• Available records:
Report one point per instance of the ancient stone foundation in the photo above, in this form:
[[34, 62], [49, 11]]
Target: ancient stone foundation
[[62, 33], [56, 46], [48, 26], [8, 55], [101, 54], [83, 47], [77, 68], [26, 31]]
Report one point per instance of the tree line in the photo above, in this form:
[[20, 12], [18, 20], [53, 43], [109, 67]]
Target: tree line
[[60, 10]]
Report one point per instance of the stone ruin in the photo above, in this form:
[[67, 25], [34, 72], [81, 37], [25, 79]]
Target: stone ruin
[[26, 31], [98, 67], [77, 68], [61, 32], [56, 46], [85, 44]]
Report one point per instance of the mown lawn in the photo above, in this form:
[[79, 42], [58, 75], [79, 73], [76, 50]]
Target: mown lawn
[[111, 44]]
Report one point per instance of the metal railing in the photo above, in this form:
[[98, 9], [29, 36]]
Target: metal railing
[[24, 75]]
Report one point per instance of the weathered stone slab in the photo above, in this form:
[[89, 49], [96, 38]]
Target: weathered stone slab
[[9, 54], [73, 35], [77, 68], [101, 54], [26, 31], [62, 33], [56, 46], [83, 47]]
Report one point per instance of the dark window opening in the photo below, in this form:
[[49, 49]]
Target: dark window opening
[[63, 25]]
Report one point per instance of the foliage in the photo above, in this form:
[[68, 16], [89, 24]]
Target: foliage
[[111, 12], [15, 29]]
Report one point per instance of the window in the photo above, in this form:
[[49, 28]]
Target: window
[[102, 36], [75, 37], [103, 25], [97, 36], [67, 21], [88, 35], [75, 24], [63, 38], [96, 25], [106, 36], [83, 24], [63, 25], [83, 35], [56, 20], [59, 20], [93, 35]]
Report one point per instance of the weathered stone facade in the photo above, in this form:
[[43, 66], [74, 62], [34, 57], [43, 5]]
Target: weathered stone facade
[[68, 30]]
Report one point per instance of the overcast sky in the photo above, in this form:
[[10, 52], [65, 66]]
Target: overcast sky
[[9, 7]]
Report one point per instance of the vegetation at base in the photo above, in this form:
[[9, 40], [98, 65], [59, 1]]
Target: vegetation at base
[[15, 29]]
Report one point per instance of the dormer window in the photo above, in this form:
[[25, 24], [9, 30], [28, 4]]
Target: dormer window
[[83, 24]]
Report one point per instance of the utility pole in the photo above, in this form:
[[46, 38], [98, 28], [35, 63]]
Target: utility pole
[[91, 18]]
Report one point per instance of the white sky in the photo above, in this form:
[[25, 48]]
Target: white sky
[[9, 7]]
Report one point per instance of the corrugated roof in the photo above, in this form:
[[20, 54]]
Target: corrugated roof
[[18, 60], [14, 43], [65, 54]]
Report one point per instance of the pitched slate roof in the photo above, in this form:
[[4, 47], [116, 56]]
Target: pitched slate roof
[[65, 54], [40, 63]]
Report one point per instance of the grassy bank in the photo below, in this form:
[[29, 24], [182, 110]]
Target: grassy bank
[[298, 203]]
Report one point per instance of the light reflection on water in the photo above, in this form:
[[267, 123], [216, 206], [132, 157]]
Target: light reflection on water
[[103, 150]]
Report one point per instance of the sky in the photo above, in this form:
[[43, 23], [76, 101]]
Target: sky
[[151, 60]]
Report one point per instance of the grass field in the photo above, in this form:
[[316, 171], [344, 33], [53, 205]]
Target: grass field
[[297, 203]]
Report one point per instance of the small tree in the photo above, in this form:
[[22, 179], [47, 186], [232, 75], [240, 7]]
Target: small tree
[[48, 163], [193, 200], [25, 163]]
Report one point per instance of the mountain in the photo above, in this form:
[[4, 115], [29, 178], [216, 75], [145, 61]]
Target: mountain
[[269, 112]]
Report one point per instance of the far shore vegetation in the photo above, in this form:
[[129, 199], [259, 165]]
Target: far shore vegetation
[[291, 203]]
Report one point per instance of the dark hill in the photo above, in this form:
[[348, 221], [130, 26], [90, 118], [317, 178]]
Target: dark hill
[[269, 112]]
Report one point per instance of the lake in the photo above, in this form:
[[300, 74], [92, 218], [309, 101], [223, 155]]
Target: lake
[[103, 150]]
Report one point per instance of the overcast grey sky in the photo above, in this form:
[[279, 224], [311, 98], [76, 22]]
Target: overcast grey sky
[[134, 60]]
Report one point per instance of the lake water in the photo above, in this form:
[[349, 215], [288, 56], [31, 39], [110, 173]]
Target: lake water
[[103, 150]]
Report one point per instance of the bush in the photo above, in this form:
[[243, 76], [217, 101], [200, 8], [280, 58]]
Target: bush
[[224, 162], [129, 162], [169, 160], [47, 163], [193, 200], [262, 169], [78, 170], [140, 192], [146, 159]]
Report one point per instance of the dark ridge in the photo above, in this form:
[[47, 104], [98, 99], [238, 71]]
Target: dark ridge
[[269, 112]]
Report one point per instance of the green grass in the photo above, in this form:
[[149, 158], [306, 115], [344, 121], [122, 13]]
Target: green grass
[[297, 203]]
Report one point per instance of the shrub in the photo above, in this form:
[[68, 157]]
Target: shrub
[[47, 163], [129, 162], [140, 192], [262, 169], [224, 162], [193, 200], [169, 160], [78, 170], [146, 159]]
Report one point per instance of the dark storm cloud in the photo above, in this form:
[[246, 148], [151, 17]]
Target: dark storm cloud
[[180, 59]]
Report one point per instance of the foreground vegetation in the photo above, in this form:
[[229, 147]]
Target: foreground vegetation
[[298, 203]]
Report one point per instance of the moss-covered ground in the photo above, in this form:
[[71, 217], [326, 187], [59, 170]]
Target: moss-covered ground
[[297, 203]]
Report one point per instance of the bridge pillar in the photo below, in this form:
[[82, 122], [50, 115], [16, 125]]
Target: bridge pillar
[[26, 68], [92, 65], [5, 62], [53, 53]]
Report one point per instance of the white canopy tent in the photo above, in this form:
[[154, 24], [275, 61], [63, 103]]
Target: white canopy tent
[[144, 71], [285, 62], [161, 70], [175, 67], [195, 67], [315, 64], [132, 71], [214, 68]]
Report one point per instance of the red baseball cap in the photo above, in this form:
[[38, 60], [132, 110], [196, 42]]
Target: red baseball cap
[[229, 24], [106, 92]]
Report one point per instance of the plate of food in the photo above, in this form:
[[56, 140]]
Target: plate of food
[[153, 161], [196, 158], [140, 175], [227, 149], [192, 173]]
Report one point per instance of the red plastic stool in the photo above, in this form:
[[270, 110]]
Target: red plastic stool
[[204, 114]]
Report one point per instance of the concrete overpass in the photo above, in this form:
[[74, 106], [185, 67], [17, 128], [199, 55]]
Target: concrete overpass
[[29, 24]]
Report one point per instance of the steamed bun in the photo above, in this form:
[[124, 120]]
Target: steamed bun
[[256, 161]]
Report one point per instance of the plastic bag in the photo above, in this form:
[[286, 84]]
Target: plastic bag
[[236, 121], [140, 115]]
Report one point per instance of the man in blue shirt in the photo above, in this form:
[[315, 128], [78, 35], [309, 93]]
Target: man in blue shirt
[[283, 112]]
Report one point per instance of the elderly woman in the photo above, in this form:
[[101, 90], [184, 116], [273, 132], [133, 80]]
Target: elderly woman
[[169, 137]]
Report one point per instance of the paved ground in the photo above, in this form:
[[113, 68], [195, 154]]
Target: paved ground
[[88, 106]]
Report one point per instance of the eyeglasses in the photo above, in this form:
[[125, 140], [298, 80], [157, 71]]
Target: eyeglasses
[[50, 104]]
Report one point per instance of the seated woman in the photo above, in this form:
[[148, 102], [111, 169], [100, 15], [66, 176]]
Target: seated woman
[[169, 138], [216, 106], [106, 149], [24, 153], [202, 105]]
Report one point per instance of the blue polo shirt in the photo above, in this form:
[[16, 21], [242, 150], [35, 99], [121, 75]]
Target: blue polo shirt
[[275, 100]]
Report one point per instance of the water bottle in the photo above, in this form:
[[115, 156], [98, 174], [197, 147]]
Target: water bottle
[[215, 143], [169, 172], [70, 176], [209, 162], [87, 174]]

• Job:
Write out the data word for word, starting at its very first line and stopping after the line that contains "68], [26, 31]]".

• Written response:
Report one point per instance of the ancient stone foundation in the photo above, in this form:
[[34, 62], [49, 11]]
Target: ancient stone foundation
[[62, 33], [56, 46], [48, 26], [8, 55], [101, 54], [83, 47], [77, 68], [26, 31]]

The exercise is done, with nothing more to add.